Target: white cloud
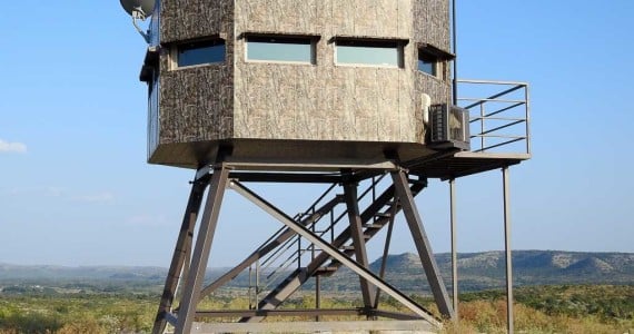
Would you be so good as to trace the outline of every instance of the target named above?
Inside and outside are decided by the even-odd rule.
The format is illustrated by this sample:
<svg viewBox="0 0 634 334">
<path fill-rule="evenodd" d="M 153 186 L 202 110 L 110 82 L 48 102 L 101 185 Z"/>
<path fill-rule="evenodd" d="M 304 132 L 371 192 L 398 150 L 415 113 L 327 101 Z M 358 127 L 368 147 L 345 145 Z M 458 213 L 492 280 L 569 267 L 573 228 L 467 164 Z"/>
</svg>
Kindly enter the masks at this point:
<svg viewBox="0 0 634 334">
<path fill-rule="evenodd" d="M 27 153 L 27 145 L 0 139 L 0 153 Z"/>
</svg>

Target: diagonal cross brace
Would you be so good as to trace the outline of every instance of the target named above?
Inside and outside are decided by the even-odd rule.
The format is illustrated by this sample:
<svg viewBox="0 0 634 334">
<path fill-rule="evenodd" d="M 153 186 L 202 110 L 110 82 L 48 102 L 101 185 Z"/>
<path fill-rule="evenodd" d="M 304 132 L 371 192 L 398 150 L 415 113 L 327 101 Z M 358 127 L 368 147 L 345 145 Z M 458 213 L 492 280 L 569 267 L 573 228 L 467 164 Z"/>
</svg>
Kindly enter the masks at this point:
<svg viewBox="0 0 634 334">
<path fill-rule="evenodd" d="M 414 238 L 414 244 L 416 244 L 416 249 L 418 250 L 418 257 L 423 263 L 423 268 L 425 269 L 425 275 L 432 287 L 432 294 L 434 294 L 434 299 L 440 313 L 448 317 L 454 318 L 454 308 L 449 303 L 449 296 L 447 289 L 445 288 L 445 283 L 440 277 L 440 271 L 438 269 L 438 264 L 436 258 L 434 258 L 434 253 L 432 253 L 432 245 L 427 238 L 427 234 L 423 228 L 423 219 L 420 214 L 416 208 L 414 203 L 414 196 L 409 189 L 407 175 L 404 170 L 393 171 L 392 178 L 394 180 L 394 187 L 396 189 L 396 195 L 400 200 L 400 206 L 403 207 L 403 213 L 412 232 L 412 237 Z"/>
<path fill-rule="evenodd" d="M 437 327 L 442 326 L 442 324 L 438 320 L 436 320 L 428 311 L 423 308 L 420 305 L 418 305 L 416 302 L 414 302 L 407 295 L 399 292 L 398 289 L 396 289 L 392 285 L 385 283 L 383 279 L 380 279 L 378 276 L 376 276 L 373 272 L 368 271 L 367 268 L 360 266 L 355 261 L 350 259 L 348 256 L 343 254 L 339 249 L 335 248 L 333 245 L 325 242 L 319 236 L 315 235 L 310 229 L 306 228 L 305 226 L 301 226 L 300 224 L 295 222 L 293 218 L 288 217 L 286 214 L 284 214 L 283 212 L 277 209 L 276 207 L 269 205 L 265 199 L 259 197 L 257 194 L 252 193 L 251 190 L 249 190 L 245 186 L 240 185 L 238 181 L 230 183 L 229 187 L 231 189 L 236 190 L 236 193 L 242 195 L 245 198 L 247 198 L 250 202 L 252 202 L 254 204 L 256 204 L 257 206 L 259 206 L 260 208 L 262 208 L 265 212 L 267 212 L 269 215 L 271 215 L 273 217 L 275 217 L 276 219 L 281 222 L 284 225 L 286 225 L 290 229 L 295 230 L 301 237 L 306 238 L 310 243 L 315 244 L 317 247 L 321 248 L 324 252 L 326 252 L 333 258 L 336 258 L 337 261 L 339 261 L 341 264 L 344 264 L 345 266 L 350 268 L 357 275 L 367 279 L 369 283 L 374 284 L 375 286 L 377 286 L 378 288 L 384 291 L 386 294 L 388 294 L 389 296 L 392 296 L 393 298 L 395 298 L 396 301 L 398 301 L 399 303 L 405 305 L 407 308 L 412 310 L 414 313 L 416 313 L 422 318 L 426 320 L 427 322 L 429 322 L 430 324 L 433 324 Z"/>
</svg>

◆ ◆ ◆

WHAT TO DO. Return every line of the records above unchanged, leaving the pictures out.

FINISHED ANSWER.
Target: white cloud
Would you be so good as to trace the outline of every instance of the target named above?
Inside and outside are decided by the even-odd rule.
The format is illustrated by this sample:
<svg viewBox="0 0 634 334">
<path fill-rule="evenodd" d="M 153 186 L 202 110 L 110 82 L 48 102 L 101 185 Z"/>
<path fill-rule="evenodd" d="M 304 132 L 371 192 L 398 150 L 415 113 L 327 101 Z M 358 127 L 368 147 L 345 145 Z M 458 213 L 492 280 L 569 267 L 573 228 L 467 164 Z"/>
</svg>
Kindly enter the masks at this point:
<svg viewBox="0 0 634 334">
<path fill-rule="evenodd" d="M 27 153 L 27 145 L 0 139 L 0 153 Z"/>
</svg>

Target: diagonal cross brace
Would you be so good as to trace the outline of every instance of the target named above?
Inside and outside are decided by the even-odd rule.
The format is illustrated by this sample:
<svg viewBox="0 0 634 334">
<path fill-rule="evenodd" d="M 153 186 L 202 110 L 110 82 L 48 102 L 101 185 Z"/>
<path fill-rule="evenodd" d="M 304 132 L 371 192 L 398 150 L 415 113 L 327 101 Z M 358 127 L 368 147 L 345 145 Z M 458 213 L 492 280 L 569 267 L 573 228 L 467 164 Z"/>
</svg>
Kindly enter the masks at this point:
<svg viewBox="0 0 634 334">
<path fill-rule="evenodd" d="M 414 238 L 414 244 L 416 244 L 416 249 L 418 250 L 418 257 L 423 263 L 423 268 L 425 269 L 425 275 L 432 287 L 432 294 L 434 294 L 434 299 L 440 313 L 448 317 L 454 318 L 454 308 L 449 303 L 449 296 L 447 289 L 445 288 L 445 283 L 440 277 L 440 271 L 438 269 L 438 264 L 436 258 L 434 258 L 434 253 L 432 253 L 432 245 L 427 238 L 427 234 L 423 228 L 423 219 L 420 214 L 416 208 L 414 203 L 414 196 L 409 189 L 407 175 L 404 170 L 393 171 L 392 178 L 394 180 L 394 187 L 396 189 L 396 195 L 400 200 L 400 206 L 403 207 L 403 213 L 412 232 L 412 237 Z"/>
<path fill-rule="evenodd" d="M 437 327 L 442 326 L 442 324 L 438 320 L 436 320 L 428 311 L 423 308 L 420 305 L 418 305 L 416 302 L 414 302 L 407 295 L 399 292 L 398 289 L 396 289 L 392 285 L 385 283 L 383 279 L 380 279 L 378 276 L 376 276 L 373 272 L 368 271 L 367 268 L 360 266 L 355 261 L 350 259 L 348 256 L 343 254 L 339 249 L 335 248 L 333 245 L 325 242 L 319 236 L 315 235 L 310 229 L 306 228 L 305 226 L 301 226 L 300 224 L 295 222 L 293 218 L 288 217 L 286 214 L 284 214 L 283 212 L 277 209 L 276 207 L 269 205 L 265 199 L 259 197 L 257 194 L 252 193 L 251 190 L 249 190 L 245 186 L 240 185 L 238 181 L 230 183 L 229 187 L 231 189 L 236 190 L 236 193 L 242 195 L 245 198 L 247 198 L 250 202 L 252 202 L 254 204 L 256 204 L 257 206 L 259 206 L 260 208 L 262 208 L 265 212 L 267 212 L 269 215 L 271 215 L 273 217 L 275 217 L 276 219 L 281 222 L 284 225 L 286 225 L 290 229 L 295 230 L 301 237 L 306 238 L 310 243 L 315 244 L 317 247 L 321 248 L 324 252 L 326 252 L 333 258 L 336 258 L 337 261 L 339 261 L 341 264 L 344 264 L 345 266 L 350 268 L 357 275 L 367 279 L 369 283 L 374 284 L 375 286 L 377 286 L 378 288 L 384 291 L 386 294 L 388 294 L 389 296 L 392 296 L 393 298 L 395 298 L 396 301 L 398 301 L 399 303 L 405 305 L 407 308 L 412 310 L 414 313 L 416 313 L 422 318 L 426 320 L 427 322 L 429 322 L 430 324 L 433 324 Z"/>
</svg>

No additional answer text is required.